**Extrait du texte:**
┄┄┄┄┄┄┄┄┄┄┄┄┄┄┄┄┄┄┄┄

J’ai l’honneur d’être, monsieur, bien véritablement votre, etc.

7691. — DE CATHERINE II,
impératrice de russie.
À Pétersbourg, 7-18 octobre.

Monsieur, vous direz que je suis une importune avec mes lettres, et vous aurez raison ; mais prenez-vous-en à vous-même. Vous m’avez dit plus d’une fois que vous souhaitiez d’apprendre la défaite de Moustapha ; eh bien ! ce victorieux empereur des Turcs a perdu la Moldavie entière. Yassi est pris ; le vizir s’est enfui en grande confusion au delà du Danube. Voilà ce qu’un courrier m’annonce ce matin, et ce qui fera taire la Gazette de Paris, le Courrier d’Avignon, et le nonce, qui fait la Gazette de Pologne.

Adieu, monsieur ; portez-vous bien, et soyez persuadé que je réponds bien à l’amitié que vous me témoignez.

Catherine.
7692. — À M. LUNEAU DE BOISJERMAIN[1].
Château de Ferney, 21 octobre.

Je suis très-malade, monsieur ; je ne verrai pas longtemps les malheurs des gens de lettres.

Je ne vois pas qu’on puisse rien ajouter ni répondre au factum, de M. Linguet[2].

Il me paraît que les toiliers, les droguistes, les vergettiers, les menuisiers, les doreurs, n’ont jamais empêché un peintre de vendre son tableau, même avec sa bordure. Monsieur le doyen du parlement de Bourgogne veut bien me vendre tous les ans un peu de son bon vin, sans que les cabaretiers lui aient jamais fait de procès.

Pour les gens de lettres, c’est une autre affaire ; il faut qu’ils soient écrasés, attendu qu’ils ne font point corps, et qu’ils ne sont que des membres très-épars.

  1. M. Luneau était en procès avec les libraires, qui n’entendaient pas que les auteurs vendissent ou échangeassent leurs ouvrages. (K.)

    — Luneau de Boisjermain (Pierre-Joseph-François), né à Issoudun en 1732, est mort à Paris le 25 décembre 1801.

  2. C’est ironiquement que Voltaire parle ainsi ; voyez le quatrième alinéa de cette lettre. Le mémoire de Linguet était intitulé Précis signifié par les syndics et adjoints des libraires de Paris. Luneau, qui avait publié un premier mémoire, en fit imprimer un second, en réponse au Précis rédigé par Linguet. (B.)

┄┄┄┄┄┄┄┄┄┄┄┄┄┄┄┄┄┄┄┄

**Exercice écrit 1:** Mettez à jour le passage de l’extrait qui commence par "2. C’est ironiquement" et va jusqu’à "par Linguet. (B.)", en remplaçant "mémoire" par "factum".
**Exercice écrit 2:** Dans l’extrait, quels corps de métier ne se sont jamais opposés, selon la lettre, à ce qu’un peintre vende son tableau ? Citez-les tous.
**Exercice écrit 3:** Ces affirmations concordent-elles avec l’extrait ? (a) Yassi a été pris. (b) Luneau de Boisjermain est né à Paris. (c) Le doyen du parlement de Bourgogne a eu un procès avec les cabaretiers. Répondez par oui ou non et citez les mots de l’extrait qui permettent de trancher.

**Données fournies:**
┄┄┄┄┄┄┄┄┄┄┄┄┄┄┄┄┄┄┄┄

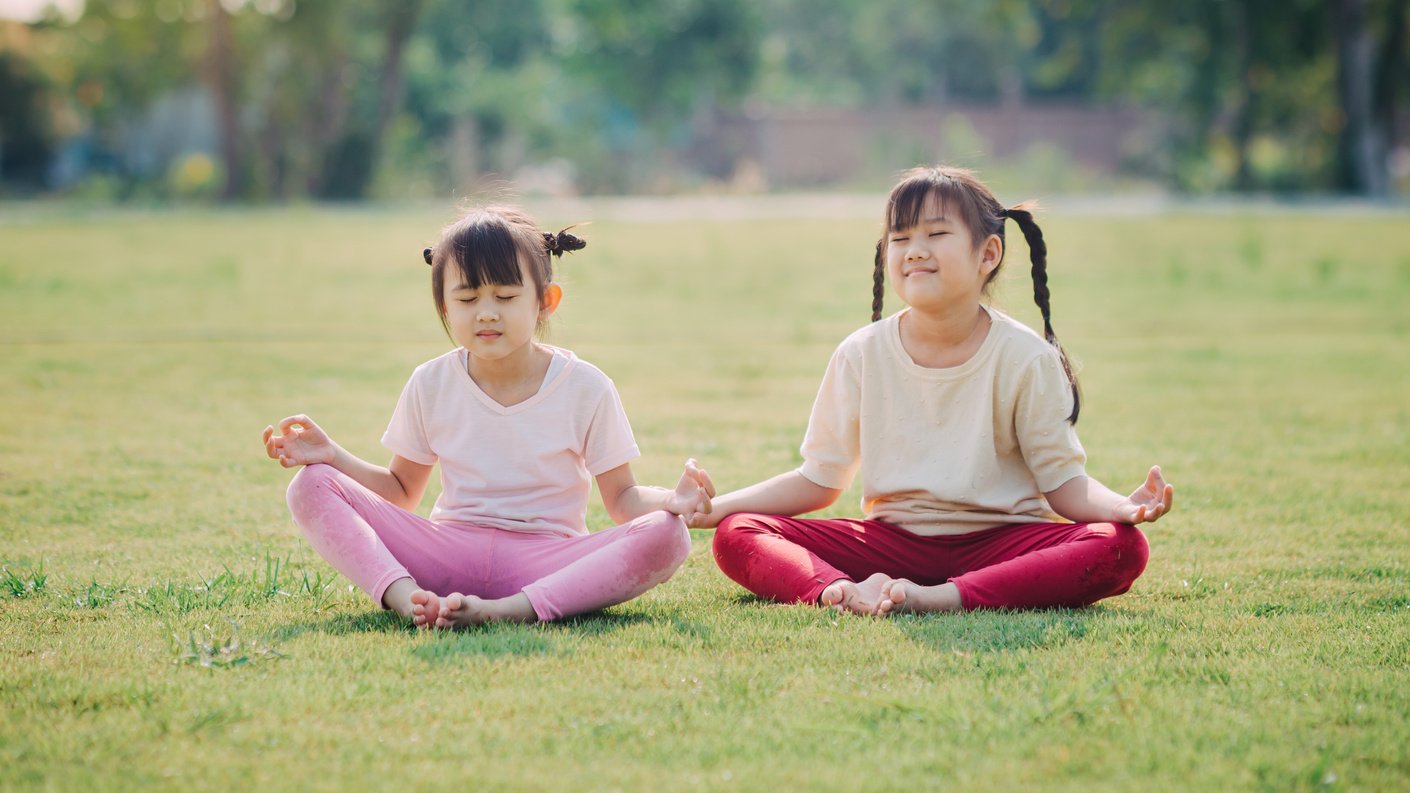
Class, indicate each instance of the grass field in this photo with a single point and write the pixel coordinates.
(162, 625)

┄┄┄┄┄┄┄┄┄┄┄┄┄┄┄┄┄┄┄┄

**Réponse proposée 1:**
2. C’est ironiquement que Voltaire parle ainsi ; voyez le quatrième alinéa de cette lettre. Le factum de Linguet était intitulé Précis signifié par les syndics et adjoints des libraires de Paris. Luneau, qui avait publié un premier factum, en fit imprimer un second, en réponse au Précis rédigé par Linguet. (B.)

**Réponse proposée 2:** Les toiliers, les droguistes, les vergettiers, les menuisiers et les doreurs.

**Réponse proposée 3:**
(a) Oui : « Yassi est pris ».
(b) Non : « né à Issoudun en 1732 ».
(c) Non : « sans que les cabaretiers lui aient jamais fait de procès ».